◆ Given instruction 1 ◆
In the text about Peter and Paul, what was Peter's occupation?

◆ Text ◆
Unity. Be of one mind. Work with one purpose. Agree wholeheartedly with each other. Love each other. Sound familiar? A lot like yesterday’s post. But different. Because it was written by a different person.

Yesterday’s verse (1 Peter 3:8) was written by Peter.

Today’s verse (Philippians 2:1-2) was written by Paul.

Yet they wrote the same thing, almost word for word.

And let’s just say this, folks, if Peter and Paul could find a way to be of one mind a purpose, anyone can. 

Peter was a fisherman, loud mouthed, abrasive, impulsive and uneducated.

Paul was a scholar, a high-ranking Jewish leader with more education than he probably knew what to do with.

Peter was flamboyant, an intense, emotional person.

From what I can tell, Paul was more reserved, more of a thinker.

Peter was one of the original twelve disciples Jesus chose, who lived with Him for three years.

Paul was chosen after Christ’s death, resurrection and ascension (still chosen by Christ, but Paul didn’t follow Him while He was alive on Earth).

Peter was older.

Paul was younger.

And let’s not forget the most obvious disparity in their relationship. Peter led many to the Lord following Jesus’ ascension. . . . . And, at first, Paul killed them.

That was Paul’s job. Persecuting Christians. I believe He was present at the stoning of Stephen, another Christ follower mentioned in Scripture. It’s likely he held the coats of the men who threw the rocks.

◆ Listing ◆
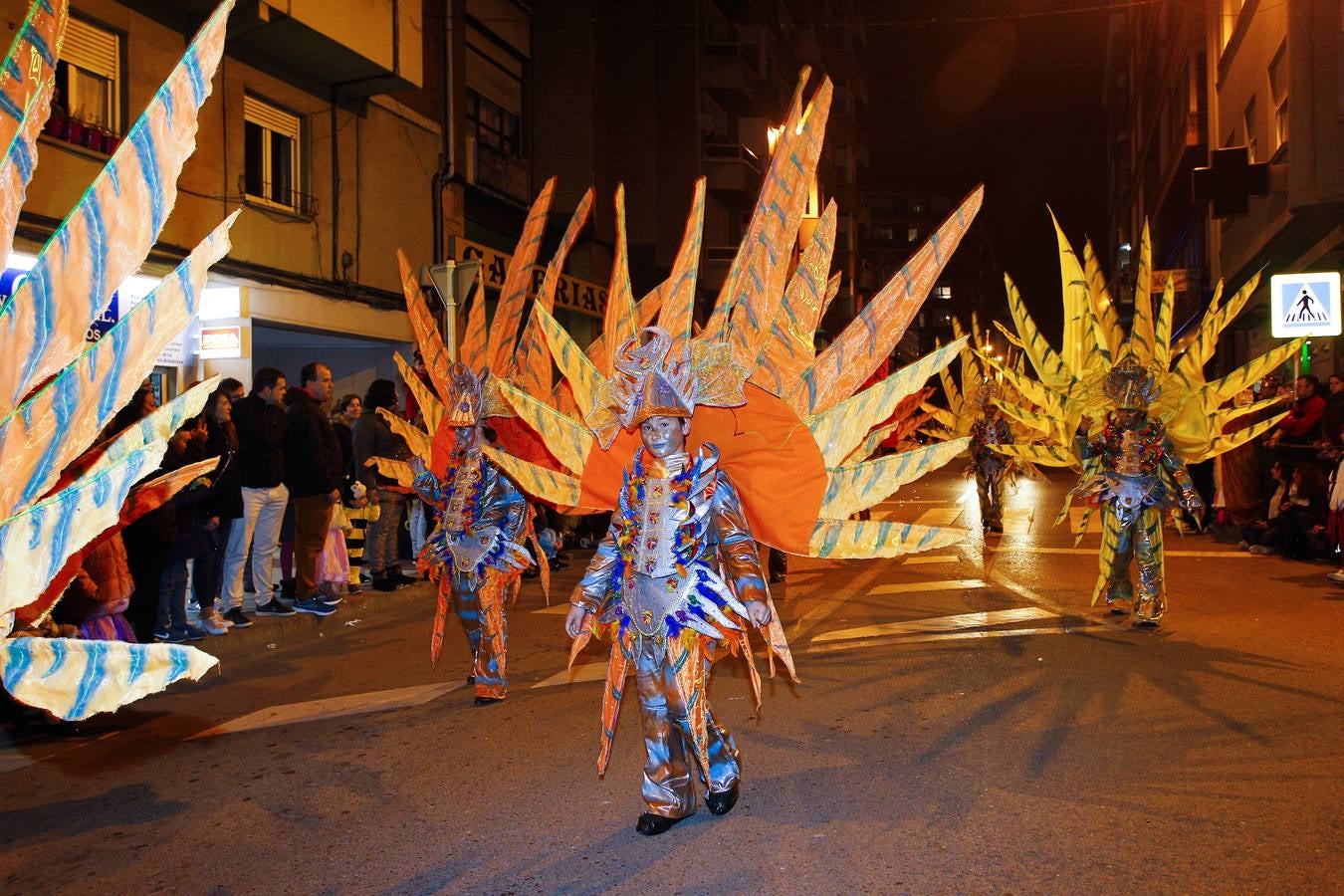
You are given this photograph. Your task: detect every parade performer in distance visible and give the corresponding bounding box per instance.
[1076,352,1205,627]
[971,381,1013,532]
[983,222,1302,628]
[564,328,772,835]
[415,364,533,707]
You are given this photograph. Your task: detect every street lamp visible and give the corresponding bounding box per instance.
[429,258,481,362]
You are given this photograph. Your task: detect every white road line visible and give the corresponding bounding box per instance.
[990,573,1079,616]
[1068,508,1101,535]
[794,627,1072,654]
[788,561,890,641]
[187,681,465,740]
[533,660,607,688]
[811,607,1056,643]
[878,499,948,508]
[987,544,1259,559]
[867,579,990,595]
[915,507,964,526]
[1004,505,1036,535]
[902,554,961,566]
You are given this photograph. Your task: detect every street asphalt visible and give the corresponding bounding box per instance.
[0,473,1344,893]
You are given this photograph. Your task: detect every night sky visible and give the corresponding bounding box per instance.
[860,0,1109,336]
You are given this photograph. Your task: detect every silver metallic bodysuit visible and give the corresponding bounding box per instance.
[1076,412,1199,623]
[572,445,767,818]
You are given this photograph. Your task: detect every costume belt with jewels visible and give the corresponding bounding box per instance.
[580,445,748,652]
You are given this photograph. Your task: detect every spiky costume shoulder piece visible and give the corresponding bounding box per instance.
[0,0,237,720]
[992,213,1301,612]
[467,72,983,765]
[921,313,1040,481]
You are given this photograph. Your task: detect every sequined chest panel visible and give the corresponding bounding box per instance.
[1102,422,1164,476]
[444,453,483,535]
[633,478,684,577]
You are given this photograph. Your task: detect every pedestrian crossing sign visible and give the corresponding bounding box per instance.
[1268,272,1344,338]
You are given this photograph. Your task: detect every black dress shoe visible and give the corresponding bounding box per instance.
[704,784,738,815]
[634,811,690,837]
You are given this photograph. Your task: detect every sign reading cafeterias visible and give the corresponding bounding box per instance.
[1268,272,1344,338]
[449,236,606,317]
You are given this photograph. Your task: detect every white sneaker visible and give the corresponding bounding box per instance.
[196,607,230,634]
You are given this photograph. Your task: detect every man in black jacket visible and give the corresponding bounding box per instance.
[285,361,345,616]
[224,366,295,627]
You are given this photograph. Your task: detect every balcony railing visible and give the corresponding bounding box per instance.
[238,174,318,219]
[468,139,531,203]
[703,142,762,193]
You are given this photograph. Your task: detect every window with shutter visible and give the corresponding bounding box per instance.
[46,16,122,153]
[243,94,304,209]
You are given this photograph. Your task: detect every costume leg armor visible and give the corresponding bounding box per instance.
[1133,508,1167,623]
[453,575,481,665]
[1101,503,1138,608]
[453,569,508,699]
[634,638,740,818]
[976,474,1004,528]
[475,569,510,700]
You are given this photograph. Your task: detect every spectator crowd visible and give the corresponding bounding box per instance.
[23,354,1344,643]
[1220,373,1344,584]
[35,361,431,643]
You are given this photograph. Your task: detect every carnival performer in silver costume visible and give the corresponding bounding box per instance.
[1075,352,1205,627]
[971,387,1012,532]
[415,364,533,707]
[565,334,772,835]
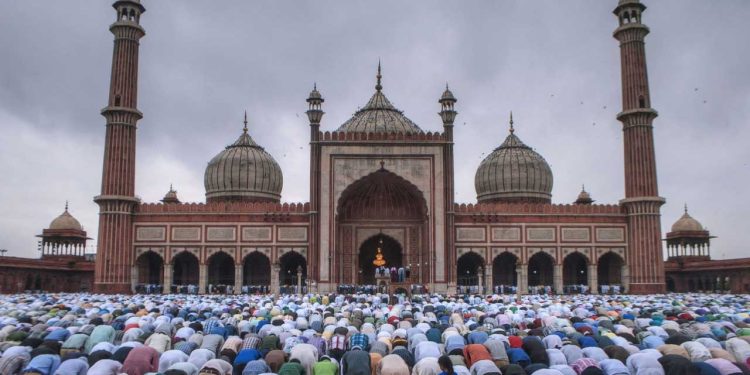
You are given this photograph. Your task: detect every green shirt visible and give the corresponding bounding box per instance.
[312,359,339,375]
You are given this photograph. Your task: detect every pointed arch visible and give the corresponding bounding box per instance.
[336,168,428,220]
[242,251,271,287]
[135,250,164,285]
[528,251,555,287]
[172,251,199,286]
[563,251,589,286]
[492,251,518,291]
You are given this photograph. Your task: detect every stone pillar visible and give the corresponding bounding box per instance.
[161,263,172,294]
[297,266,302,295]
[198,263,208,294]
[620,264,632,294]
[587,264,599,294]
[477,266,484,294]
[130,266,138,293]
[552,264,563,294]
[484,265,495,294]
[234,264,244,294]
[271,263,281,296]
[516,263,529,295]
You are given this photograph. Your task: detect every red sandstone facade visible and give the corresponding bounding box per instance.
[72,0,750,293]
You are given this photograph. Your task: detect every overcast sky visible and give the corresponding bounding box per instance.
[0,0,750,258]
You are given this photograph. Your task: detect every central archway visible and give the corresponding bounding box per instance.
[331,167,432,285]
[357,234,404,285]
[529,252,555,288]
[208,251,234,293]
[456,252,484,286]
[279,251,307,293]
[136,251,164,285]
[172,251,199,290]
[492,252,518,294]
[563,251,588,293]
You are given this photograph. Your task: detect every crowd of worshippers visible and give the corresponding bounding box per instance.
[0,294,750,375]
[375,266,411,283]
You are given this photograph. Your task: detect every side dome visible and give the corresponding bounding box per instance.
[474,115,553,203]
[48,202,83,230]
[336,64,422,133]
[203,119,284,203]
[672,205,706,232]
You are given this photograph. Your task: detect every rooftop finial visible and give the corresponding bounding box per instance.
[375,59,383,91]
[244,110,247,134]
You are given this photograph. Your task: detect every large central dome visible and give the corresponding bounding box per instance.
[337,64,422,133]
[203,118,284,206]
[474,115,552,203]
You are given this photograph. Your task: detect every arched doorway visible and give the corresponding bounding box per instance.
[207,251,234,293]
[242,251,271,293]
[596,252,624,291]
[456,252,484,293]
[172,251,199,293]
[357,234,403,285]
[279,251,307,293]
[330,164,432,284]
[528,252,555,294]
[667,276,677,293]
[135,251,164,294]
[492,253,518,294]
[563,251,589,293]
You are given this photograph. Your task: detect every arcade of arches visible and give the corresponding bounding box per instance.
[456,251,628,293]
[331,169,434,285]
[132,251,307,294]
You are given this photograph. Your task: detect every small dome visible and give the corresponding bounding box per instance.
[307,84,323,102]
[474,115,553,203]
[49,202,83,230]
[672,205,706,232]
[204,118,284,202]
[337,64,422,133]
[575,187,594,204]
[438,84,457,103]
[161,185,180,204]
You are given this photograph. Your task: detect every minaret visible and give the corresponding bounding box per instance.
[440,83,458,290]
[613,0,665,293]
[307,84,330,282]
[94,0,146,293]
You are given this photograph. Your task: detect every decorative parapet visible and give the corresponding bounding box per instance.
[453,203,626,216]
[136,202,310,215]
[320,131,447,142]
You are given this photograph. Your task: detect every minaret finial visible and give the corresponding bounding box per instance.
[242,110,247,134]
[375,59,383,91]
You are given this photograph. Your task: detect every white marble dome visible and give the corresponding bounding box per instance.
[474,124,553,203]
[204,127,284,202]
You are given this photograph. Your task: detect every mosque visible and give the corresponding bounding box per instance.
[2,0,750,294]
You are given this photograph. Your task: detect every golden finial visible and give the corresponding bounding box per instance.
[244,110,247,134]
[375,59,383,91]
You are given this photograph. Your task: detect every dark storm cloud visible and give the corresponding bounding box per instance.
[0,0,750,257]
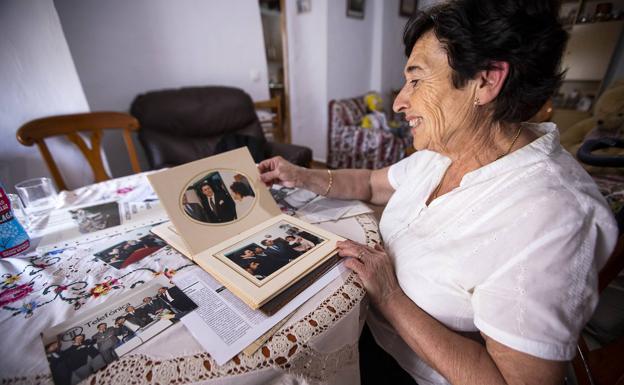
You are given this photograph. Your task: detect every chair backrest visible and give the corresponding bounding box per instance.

◆ Given instruction 2 ◆
Rewrite the records starting at the line containing "You are given this photograph. Your task: detect every rooftop" and ending at the line containing "[2,0,750,294]", keeping every request, and add -142 to each bounding box coordinate.

◆ Reply 1 ◆
Peter was a fisherman.

◆ Reply 2 ◆
You are given this photograph. Your task: detect every rooftop finial visible and give the corresponding bounding box per instance.
[233,-83,241,-51]
[102,-32,105,-8]
You are given this photograph. Your task: detect every large central dome visible and give the corresponding bounding box per instance.
[195,-78,280,-9]
[61,-24,142,64]
[332,-27,410,61]
You are given this photograph. Your task: detect every arched doorway visible and give the corresponding bounding box per instance.
[65,109,92,151]
[100,109,129,151]
[454,110,482,149]
[314,110,342,151]
[30,109,57,151]
[215,92,261,143]
[137,109,165,151]
[188,22,290,142]
[386,110,413,152]
[525,134,535,151]
[-7,109,22,152]
[350,111,376,152]
[421,109,447,151]
You are given this photograph. Your task: detect every arcade of arches visible and give the corresponding bounding box per instance.
[314,109,486,151]
[189,27,292,143]
[-10,109,165,152]
You are given this photograph. Your task: detect every small dome visible and give the corresponding bounding box per instance.
[165,-58,181,-40]
[332,-27,411,61]
[-93,60,-59,88]
[530,63,564,90]
[62,-24,142,60]
[195,-78,280,-9]
[433,45,452,62]
[296,-58,315,-39]
[19,43,38,62]
You are given this photograph. Your task: detect every minaret visible and give the corresponding bounding box per instance.
[298,-59,316,148]
[471,-142,523,151]
[165,-58,188,140]
[-48,-142,4,151]
You are given this photograph. Your task: detect every decorative parapet visible and give the corresponding bounding box per instance.
[311,61,484,74]
[-6,60,168,73]
[178,-11,305,0]
You are given this photograph. Your task: detect every minaret finial visible and give the corresponding bounding box per instance.
[100,-32,105,-8]
[233,-83,241,-51]
You are given this photograph. Your task: detect every white marble dome visible and give the corresponding bounding box per instance.
[332,-18,411,61]
[62,-15,142,60]
You are given this photograph. Your task: detect every mosque visible and give the corresponding bounding box per instance.
[-140,-142,608,152]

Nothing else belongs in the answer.